> **What you have to do**
Beginning with the first line below, retype exactly each line through the one containing "positive clicks: (311, 188)". Leave out all pictures.

+++ Records supplied +++

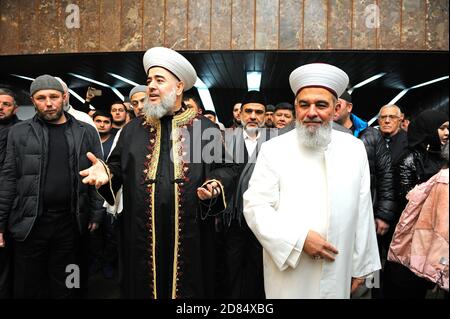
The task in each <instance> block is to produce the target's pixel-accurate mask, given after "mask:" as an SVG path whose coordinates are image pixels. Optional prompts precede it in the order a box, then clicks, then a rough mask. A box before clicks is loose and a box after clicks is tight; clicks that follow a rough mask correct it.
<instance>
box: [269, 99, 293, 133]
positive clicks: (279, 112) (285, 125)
mask: <svg viewBox="0 0 450 319" xmlns="http://www.w3.org/2000/svg"><path fill="white" fill-rule="evenodd" d="M293 122H294V106H293V105H292V104H291V103H288V102H280V103H278V104H277V105H275V111H274V113H273V124H274V126H275V127H276V128H284V127H286V126H288V125H290V124H291V123H293Z"/></svg>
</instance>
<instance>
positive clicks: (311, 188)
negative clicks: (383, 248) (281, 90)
mask: <svg viewBox="0 0 450 319" xmlns="http://www.w3.org/2000/svg"><path fill="white" fill-rule="evenodd" d="M289 82H290V84H291V88H292V91H293V93H294V95H295V110H296V121H297V122H296V128H295V129H294V130H292V131H290V132H288V133H285V134H283V135H281V136H279V137H276V138H273V139H271V140H270V141H268V142H266V143H264V144H263V145H262V146H261V150H260V152H259V156H258V161H257V163H256V165H255V169H254V171H253V174H252V177H251V179H250V183H249V187H248V190H247V191H246V192H245V194H244V216H245V220H246V222H247V224H248V226H249V227H250V229H251V230H252V231H253V233H254V234H255V236H256V238H257V239H258V241H259V242H260V243H261V245H262V247H263V250H264V251H263V259H264V288H265V293H266V297H267V298H299V299H302V298H314V299H323V298H332V299H336V298H350V294H351V292H352V291H354V290H356V288H357V287H358V286H359V285H361V284H363V283H364V281H365V279H366V278H367V276H370V275H372V274H373V272H375V271H377V270H379V269H380V268H381V265H380V258H379V256H378V247H377V241H376V234H375V223H374V217H373V212H372V203H371V197H370V173H369V165H368V162H367V155H366V152H365V149H364V145H363V143H362V142H361V141H359V140H358V139H355V138H354V137H352V136H350V135H349V134H346V133H343V132H339V131H336V130H332V128H331V122H332V120H333V115H334V110H335V107H336V103H337V98H338V97H339V96H340V95H341V94H342V93H343V92H344V90H345V88H346V87H347V84H348V76H347V74H346V73H345V72H344V71H342V70H341V69H339V68H337V67H335V66H332V65H329V64H325V63H312V64H307V65H303V66H301V67H299V68H297V69H295V70H294V71H293V72H292V73H291V75H290V77H289ZM348 172H351V174H348ZM342 190H345V193H343V192H342Z"/></svg>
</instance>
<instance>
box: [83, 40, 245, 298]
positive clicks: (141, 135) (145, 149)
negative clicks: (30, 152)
mask: <svg viewBox="0 0 450 319" xmlns="http://www.w3.org/2000/svg"><path fill="white" fill-rule="evenodd" d="M143 62H144V71H145V72H146V74H147V87H148V88H147V96H146V99H145V103H144V107H143V113H144V115H143V117H142V118H140V119H136V120H134V121H131V122H130V123H129V124H128V125H127V126H125V127H124V128H123V129H122V132H121V134H120V137H119V140H118V142H117V145H116V147H115V149H114V151H113V152H112V154H111V155H110V157H109V159H108V162H107V164H105V163H103V162H101V161H100V160H99V159H97V158H96V157H95V156H93V155H92V154H89V155H88V157H89V159H90V160H91V161H92V164H93V165H92V167H91V168H89V169H88V170H84V171H82V172H80V174H81V175H82V176H84V179H83V182H84V183H87V184H91V185H96V186H97V187H99V189H98V190H99V193H100V194H102V196H104V198H105V199H106V200H107V202H108V203H109V204H111V205H112V204H114V202H115V196H116V192H117V190H118V189H119V188H120V186H122V185H123V207H124V210H123V211H124V213H123V216H121V220H120V222H121V225H120V230H121V238H122V239H123V240H122V242H121V244H120V246H121V252H122V253H121V265H122V267H123V268H122V269H123V272H122V273H123V280H122V283H121V288H122V295H123V297H125V298H155V299H156V298H158V299H160V298H162V299H169V298H212V297H214V296H215V295H216V294H215V282H216V278H215V273H216V263H215V262H216V257H215V254H216V250H215V237H216V234H215V217H214V216H215V215H217V214H219V213H221V212H222V211H223V210H224V209H225V208H226V202H227V200H228V196H229V194H230V192H231V189H230V188H231V187H232V182H233V178H234V177H235V175H236V172H237V169H236V168H235V165H234V164H233V163H232V161H230V162H228V163H227V162H226V161H225V154H226V153H225V150H224V146H223V143H222V136H221V133H220V130H219V129H218V128H217V126H216V125H215V124H214V123H212V122H211V121H210V120H208V119H206V118H205V117H203V116H201V115H199V114H198V113H197V112H196V111H195V110H194V109H192V108H190V107H187V106H186V105H185V104H184V103H183V102H182V101H183V92H184V91H186V90H188V89H190V88H192V87H193V86H194V83H195V81H196V80H197V74H196V72H195V69H194V67H193V66H192V65H191V63H190V62H189V61H188V60H187V59H186V58H185V57H183V56H182V55H181V54H179V53H178V52H176V51H174V50H171V49H168V48H163V47H155V48H151V49H149V50H148V51H147V52H146V53H145V55H144V59H143ZM100 186H101V187H100Z"/></svg>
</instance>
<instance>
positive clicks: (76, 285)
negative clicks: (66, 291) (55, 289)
mask: <svg viewBox="0 0 450 319" xmlns="http://www.w3.org/2000/svg"><path fill="white" fill-rule="evenodd" d="M66 273H68V275H67V277H66V287H67V288H69V289H73V288H80V267H78V265H75V264H69V265H67V266H66Z"/></svg>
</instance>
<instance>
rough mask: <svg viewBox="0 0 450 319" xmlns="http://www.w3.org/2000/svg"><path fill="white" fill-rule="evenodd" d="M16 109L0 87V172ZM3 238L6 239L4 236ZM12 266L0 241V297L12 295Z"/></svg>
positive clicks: (11, 255)
mask: <svg viewBox="0 0 450 319" xmlns="http://www.w3.org/2000/svg"><path fill="white" fill-rule="evenodd" d="M17 109H18V105H17V102H16V95H15V94H14V92H12V91H11V90H9V89H7V88H0V172H1V170H2V166H3V162H4V160H5V154H6V144H7V142H8V133H9V130H10V129H11V127H12V126H13V125H15V124H16V123H19V122H20V120H19V118H18V117H17V115H16V112H17ZM0 176H1V175H0ZM6 236H8V234H4V237H6ZM8 238H9V237H8ZM3 240H4V241H5V240H8V239H6V238H4V239H3ZM12 268H13V263H12V249H11V247H9V246H6V247H3V249H2V248H1V243H0V299H7V298H11V296H12Z"/></svg>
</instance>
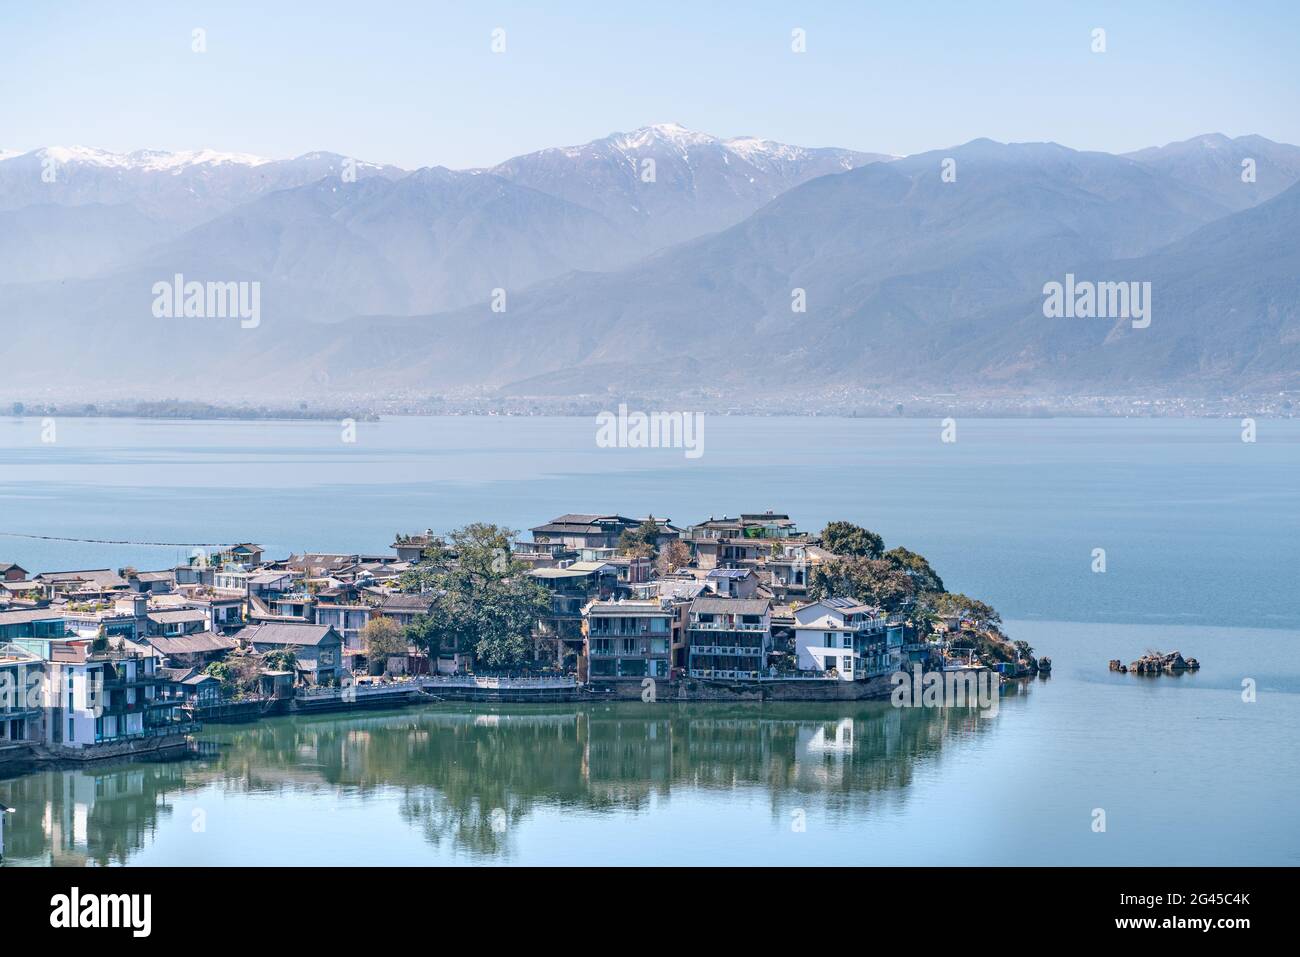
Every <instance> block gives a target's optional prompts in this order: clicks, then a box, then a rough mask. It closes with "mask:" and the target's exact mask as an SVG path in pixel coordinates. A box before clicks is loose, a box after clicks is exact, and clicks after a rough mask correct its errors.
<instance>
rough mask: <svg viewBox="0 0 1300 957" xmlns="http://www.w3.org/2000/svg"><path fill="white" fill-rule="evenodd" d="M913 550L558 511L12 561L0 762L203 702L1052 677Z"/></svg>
mask: <svg viewBox="0 0 1300 957" xmlns="http://www.w3.org/2000/svg"><path fill="white" fill-rule="evenodd" d="M1049 667H1050V663H1049V661H1048V659H1036V658H1035V657H1034V654H1032V649H1031V648H1028V645H1026V644H1024V642H1022V641H1011V640H1010V638H1008V637H1006V636H1004V635H1002V633H1001V629H1000V620H998V616H997V612H996V611H993V609H991V607H988V606H987V605H984V603H983V602H980V601H978V599H974V598H969V597H966V596H962V594H957V593H949V592H946V590H945V589H944V585H943V581H941V579H940V577H939V575H937V573H936V572H935V571H933V570H932V568H931V567H930V563H928V562H927V560H926V559H924V558H923V557H922V555H918V554H917V553H913V551H909V550H907V549H904V547H893V549H888V550H887V549H885V547H884V542H883V540H881V538H880V536H878V534H875V533H874V532H870V531H868V529H866V528H861V527H858V525H854V524H850V523H846V521H835V523H831V524H828V525H827V527H826V528H824V529H822V531H820V532H818V533H806V532H801V531H800V529H798V527H797V523H796V521H794V520H792V519H790V518H789V516H788V515H784V514H777V512H772V511H764V512H754V514H741V515H737V516H725V515H724V516H722V518H712V516H711V518H708V519H707V520H703V521H699V523H698V524H693V525H681V527H679V525H675V524H673V523H672V521H671V520H669V519H667V518H658V516H646V518H643V519H636V518H627V516H623V515H560V516H559V518H556V519H554V520H551V521H547V523H546V524H542V525H538V527H536V528H533V529H530V533H529V536H528V537H526V538H525V537H521V536H516V534H515V533H512V532H510V531H508V529H504V528H500V527H497V525H486V524H472V525H467V527H464V528H460V529H455V531H452V532H450V533H448V534H447V536H437V534H434V533H433V532H432V531H425V532H419V533H409V534H398V536H395V538H394V542H393V546H391V551H390V553H385V554H333V553H330V554H317V553H305V554H292V555H289V557H287V558H274V557H269V555H266V554H265V551H264V549H263V547H261V546H259V545H256V544H252V542H242V544H235V545H230V546H222V547H218V549H213V550H211V551H207V550H200V549H195V550H194V554H192V558H191V560H190V562H187V563H182V564H178V566H177V567H173V568H164V570H157V571H140V570H136V568H120V570H116V571H114V570H108V568H90V570H73V571H42V572H35V573H34V572H31V571H29V570H27V568H23V567H21V566H19V564H17V563H13V562H0V770H5V767H6V766H8V767H18V766H30V765H34V763H43V762H70V761H88V759H96V758H110V757H117V755H122V754H144V753H148V754H165V753H170V752H173V750H175V749H183V748H185V746H186V742H187V740H188V739H187V736H188V735H191V733H192V732H194V731H196V729H198V728H199V727H200V726H201V724H203V723H204V722H239V720H256V719H259V718H263V716H266V715H273V714H291V713H311V711H331V710H333V711H342V710H351V709H365V707H398V706H402V705H406V703H413V702H421V701H422V702H428V701H508V702H526V701H538V702H562V701H586V700H601V698H628V700H640V701H646V702H651V701H708V700H718V701H746V700H749V701H764V700H855V698H881V700H884V698H888V697H889V692H891V681H889V677H891V675H897V674H898V672H904V671H906V672H915V674H918V675H919V674H922V672H935V671H941V672H945V671H967V672H971V671H975V672H983V674H987V675H989V676H992V677H996V680H998V681H1008V680H1014V679H1015V677H1023V676H1026V675H1032V674H1041V672H1045V671H1047V670H1048V668H1049Z"/></svg>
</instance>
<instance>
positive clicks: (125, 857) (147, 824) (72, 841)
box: [0, 762, 186, 866]
mask: <svg viewBox="0 0 1300 957" xmlns="http://www.w3.org/2000/svg"><path fill="white" fill-rule="evenodd" d="M185 767H186V766H185V763H175V762H157V763H133V765H117V766H105V767H95V766H91V767H88V768H75V770H68V771H39V772H36V774H30V775H26V776H23V778H17V779H14V780H6V781H0V804H5V805H9V806H10V807H13V809H14V813H13V814H8V815H5V832H4V844H5V859H6V861H9V862H14V863H53V865H69V866H83V865H87V863H96V865H101V866H107V865H120V863H126V862H127V859H129V858H130V857H131V856H133V854H134V853H135V852H136V850H139V849H140V848H143V846H144V845H146V844H147V843H148V840H149V839H151V837H152V835H153V832H155V831H156V830H157V828H159V826H160V823H161V820H162V819H164V818H168V817H170V814H172V805H170V804H169V802H168V796H169V794H172V793H174V792H178V791H181V789H182V788H185V787H186V779H185V774H186V771H185Z"/></svg>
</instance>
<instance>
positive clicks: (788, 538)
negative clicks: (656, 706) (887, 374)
mask: <svg viewBox="0 0 1300 957" xmlns="http://www.w3.org/2000/svg"><path fill="white" fill-rule="evenodd" d="M647 523H654V524H655V527H656V528H658V533H656V536H655V542H654V544H655V546H656V549H658V551H659V557H658V559H651V558H647V557H637V555H634V554H633V555H628V554H623V549H621V547H620V545H621V542H623V541H624V534H625V533H629V532H640V531H641V529H643V528H645V527H646V525H647ZM672 542H676V544H677V545H676V547H673V549H669V547H668V546H669V545H671V544H672ZM672 554H676V555H677V557H679V559H680V564H679V563H672V562H667V560H666V558H667V557H668V555H672ZM513 557H515V559H516V560H520V562H523V563H525V564H529V566H530V567H532V571H530V573H532V575H533V576H536V577H537V579H539V580H541V581H542V584H543V585H546V588H547V589H549V590H550V593H551V614H550V615H549V616H547V618H545V619H543V620H542V622H539V623H538V628H537V632H536V636H534V637H537V638H538V641H539V644H542V642H547V641H549V642H550V646H551V649H554V655H555V664H556V666H558V667H559V668H562V670H564V671H573V672H575V674H577V675H578V677H580V679H582V680H586V681H591V683H603V681H616V680H628V679H632V680H643V679H646V677H653V679H668V680H676V679H684V677H685V679H702V680H708V679H715V680H728V681H737V680H740V681H744V680H790V679H801V680H803V679H837V680H842V681H861V680H867V679H871V677H876V676H880V675H885V674H891V672H892V671H894V670H897V668H898V667H900V666H901V663H902V661H904V658H905V655H906V654H907V650H906V648H905V624H904V623H902V622H901V620H891V619H889V616H888V615H885V614H884V611H881V610H880V609H878V607H872V606H867V605H862V603H859V602H857V601H854V599H853V598H849V597H829V598H823V599H820V601H807V589H809V579H810V575H811V571H813V568H815V567H816V566H818V564H822V563H823V562H828V560H831V559H833V558H836V555H833V554H832V553H829V551H827V550H826V549H823V547H822V546H820V544H819V541H818V538H816V537H814V536H810V534H805V533H801V532H800V531H798V527H797V524H796V523H794V521H793V520H790V518H789V516H788V515H784V514H777V512H771V511H767V512H753V514H741V515H738V516H735V518H729V516H723V518H720V519H719V518H710V519H707V520H706V521H701V523H698V524H694V525H688V527H685V528H679V527H676V525H673V524H672V523H671V520H668V519H658V518H654V516H650V518H647V519H634V518H628V516H623V515H562V516H559V518H558V519H555V520H552V521H550V523H547V524H545V525H539V527H537V528H534V529H532V541H520V542H515V546H513Z"/></svg>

+++

> **Written response**
The task in each <instance> block is to produce the target's pixel-accurate mask, given after "mask:" as an SVG path whose coordinates are image pixels. Optional prompts precede it in the order a box, then clicks, then a rough mask. A box before clicks is loose and a box after clicks is tight; clicks that follow a rough mask correct it.
<instance>
box: [269, 99, 293, 133]
positive clicks: (279, 112) (285, 125)
mask: <svg viewBox="0 0 450 319" xmlns="http://www.w3.org/2000/svg"><path fill="white" fill-rule="evenodd" d="M293 122H294V106H293V105H292V104H291V103H288V102H280V103H278V104H277V105H275V111H274V113H273V124H274V126H275V127H276V128H284V127H286V126H288V125H290V124H291V123H293Z"/></svg>
</instance>
<instance>
positive clicks: (311, 188)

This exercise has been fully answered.